§ **What you will do**
Restate word for word the lines of the entries below, starting with the line that holds "Q: Provide one point on every instance of the pond" and ending with the line that holds "Q: Provide one point on every instance of the dark", and no others.

═════ Given records

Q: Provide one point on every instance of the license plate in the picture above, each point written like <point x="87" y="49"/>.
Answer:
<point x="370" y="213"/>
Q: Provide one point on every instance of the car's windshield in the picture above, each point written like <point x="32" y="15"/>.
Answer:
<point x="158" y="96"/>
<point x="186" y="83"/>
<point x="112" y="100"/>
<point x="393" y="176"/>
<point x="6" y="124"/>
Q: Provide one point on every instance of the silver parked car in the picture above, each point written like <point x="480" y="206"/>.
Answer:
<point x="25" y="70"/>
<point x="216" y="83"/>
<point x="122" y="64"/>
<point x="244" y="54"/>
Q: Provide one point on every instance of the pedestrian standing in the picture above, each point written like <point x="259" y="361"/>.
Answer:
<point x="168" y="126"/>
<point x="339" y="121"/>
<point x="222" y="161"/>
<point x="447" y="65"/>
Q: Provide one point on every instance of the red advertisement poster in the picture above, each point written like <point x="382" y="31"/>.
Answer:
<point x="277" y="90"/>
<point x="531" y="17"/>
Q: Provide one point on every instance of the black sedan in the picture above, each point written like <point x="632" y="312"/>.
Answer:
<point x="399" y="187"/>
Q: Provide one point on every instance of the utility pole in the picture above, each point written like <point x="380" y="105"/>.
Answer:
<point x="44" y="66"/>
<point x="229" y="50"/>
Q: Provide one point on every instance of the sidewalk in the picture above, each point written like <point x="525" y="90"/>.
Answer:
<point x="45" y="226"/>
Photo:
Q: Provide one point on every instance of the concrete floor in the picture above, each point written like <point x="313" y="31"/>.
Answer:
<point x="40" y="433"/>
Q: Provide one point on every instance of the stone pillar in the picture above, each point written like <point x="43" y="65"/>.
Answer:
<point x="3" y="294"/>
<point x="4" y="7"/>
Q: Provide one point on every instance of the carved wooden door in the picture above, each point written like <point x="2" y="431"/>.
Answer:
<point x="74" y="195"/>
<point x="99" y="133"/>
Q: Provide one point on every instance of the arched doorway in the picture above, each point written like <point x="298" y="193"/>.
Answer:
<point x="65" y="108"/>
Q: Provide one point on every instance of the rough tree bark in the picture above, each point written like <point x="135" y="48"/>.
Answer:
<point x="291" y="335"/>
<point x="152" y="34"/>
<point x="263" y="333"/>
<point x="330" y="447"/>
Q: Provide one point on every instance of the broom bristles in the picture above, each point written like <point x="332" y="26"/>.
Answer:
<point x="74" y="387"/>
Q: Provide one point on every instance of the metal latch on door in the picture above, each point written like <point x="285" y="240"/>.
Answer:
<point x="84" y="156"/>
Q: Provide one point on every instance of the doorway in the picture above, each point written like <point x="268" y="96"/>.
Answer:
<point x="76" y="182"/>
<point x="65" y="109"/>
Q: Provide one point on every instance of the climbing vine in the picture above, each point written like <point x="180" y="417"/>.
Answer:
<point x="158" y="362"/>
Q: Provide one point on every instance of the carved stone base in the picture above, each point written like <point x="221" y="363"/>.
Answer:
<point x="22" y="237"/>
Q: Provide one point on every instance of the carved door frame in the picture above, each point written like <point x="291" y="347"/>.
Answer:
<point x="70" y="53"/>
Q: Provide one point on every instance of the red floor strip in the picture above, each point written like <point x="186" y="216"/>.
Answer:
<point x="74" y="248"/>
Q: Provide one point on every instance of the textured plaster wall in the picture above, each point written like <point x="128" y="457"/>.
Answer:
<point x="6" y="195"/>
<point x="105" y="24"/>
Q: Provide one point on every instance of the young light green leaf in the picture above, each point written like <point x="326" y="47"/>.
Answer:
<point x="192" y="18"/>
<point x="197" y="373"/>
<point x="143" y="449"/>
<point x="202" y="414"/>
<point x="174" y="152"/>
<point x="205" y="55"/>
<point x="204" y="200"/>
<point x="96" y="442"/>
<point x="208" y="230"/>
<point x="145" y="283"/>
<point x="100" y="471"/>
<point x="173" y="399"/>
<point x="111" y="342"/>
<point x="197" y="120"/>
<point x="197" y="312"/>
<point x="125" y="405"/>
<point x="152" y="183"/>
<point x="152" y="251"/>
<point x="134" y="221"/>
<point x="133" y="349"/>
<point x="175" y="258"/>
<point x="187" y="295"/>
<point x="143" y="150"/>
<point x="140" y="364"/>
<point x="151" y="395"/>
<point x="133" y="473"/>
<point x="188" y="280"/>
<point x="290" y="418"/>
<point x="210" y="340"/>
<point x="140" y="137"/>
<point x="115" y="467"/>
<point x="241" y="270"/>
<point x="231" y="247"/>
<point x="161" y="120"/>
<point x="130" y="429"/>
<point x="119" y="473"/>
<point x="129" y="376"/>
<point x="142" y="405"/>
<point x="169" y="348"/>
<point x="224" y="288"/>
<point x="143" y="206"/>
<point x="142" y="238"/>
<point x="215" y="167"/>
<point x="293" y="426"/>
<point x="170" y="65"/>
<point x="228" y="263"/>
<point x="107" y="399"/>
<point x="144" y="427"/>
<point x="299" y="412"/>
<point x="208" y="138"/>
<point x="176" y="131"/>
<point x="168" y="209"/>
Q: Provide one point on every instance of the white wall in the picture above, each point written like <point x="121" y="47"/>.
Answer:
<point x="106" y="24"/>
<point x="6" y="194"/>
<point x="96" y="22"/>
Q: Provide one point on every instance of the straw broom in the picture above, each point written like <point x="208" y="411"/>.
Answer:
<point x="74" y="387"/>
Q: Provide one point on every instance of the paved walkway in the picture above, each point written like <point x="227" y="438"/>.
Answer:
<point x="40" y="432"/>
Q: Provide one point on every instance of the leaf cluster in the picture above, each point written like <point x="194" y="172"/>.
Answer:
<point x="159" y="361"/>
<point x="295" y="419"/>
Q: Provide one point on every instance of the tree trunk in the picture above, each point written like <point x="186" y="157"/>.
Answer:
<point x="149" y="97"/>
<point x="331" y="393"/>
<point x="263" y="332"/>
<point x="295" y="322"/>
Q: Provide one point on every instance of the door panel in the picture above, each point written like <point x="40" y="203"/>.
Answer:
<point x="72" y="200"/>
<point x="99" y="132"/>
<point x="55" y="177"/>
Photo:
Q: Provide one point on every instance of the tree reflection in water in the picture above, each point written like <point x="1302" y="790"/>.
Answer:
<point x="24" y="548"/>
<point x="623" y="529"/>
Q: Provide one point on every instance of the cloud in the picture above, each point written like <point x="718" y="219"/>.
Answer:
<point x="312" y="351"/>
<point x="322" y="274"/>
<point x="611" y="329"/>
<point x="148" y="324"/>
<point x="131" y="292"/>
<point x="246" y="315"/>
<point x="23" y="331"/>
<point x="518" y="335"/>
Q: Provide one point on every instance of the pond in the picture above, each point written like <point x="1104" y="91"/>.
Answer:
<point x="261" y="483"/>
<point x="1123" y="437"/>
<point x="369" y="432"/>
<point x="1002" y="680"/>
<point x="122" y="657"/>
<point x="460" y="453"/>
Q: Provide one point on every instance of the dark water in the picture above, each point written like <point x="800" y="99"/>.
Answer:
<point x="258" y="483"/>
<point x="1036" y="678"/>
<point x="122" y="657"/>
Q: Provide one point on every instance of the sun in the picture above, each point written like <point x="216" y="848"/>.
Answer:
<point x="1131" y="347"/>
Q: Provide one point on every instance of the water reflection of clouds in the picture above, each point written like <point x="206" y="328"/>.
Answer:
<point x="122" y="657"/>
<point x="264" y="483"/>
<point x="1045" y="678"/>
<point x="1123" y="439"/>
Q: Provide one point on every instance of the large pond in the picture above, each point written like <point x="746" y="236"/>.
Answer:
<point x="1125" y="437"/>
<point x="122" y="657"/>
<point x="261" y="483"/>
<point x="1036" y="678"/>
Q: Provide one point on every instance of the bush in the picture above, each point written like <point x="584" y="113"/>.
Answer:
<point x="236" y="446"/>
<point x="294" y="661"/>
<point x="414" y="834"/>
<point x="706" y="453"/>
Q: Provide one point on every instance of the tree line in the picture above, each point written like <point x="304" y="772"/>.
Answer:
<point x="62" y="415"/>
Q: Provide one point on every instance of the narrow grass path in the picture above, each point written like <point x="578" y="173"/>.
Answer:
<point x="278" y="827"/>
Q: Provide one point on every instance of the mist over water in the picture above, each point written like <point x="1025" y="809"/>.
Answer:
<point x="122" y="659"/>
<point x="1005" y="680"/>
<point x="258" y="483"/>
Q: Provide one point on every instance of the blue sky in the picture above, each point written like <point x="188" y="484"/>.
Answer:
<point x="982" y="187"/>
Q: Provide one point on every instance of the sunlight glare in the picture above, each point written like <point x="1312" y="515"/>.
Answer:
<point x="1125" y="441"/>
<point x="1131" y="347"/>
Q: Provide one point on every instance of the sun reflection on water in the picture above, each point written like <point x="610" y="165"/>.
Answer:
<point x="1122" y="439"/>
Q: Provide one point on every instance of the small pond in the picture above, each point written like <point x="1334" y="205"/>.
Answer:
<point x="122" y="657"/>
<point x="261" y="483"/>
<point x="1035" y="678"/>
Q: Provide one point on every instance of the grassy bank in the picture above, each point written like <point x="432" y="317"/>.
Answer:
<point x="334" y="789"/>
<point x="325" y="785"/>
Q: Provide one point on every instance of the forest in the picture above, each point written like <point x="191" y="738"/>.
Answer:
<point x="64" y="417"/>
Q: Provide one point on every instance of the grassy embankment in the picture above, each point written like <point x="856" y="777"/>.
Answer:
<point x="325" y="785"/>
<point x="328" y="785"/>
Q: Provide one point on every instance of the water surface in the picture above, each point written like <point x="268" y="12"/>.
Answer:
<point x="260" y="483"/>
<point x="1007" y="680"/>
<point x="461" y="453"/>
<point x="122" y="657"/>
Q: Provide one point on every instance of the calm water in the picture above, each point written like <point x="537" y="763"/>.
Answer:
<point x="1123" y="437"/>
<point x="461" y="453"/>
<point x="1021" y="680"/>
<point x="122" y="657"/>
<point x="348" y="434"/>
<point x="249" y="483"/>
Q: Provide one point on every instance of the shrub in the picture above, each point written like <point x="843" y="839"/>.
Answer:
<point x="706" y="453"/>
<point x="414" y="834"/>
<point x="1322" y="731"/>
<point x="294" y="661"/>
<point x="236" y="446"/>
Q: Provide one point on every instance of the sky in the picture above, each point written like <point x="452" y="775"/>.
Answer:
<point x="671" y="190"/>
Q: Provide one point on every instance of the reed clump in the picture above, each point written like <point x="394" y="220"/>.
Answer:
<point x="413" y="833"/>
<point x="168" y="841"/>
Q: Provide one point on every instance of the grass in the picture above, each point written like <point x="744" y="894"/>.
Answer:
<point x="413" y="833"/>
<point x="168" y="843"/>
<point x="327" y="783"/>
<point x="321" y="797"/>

══════════

§ **Solved problem**
Q: Provide one point on every instance of the pond in the picture above, each point written like <point x="1104" y="91"/>.
Answer:
<point x="261" y="483"/>
<point x="1123" y="437"/>
<point x="369" y="432"/>
<point x="1002" y="680"/>
<point x="122" y="657"/>
<point x="460" y="453"/>
Q: Provide one point on every instance of the dark water in the picture above, each point written like <point x="800" y="99"/>.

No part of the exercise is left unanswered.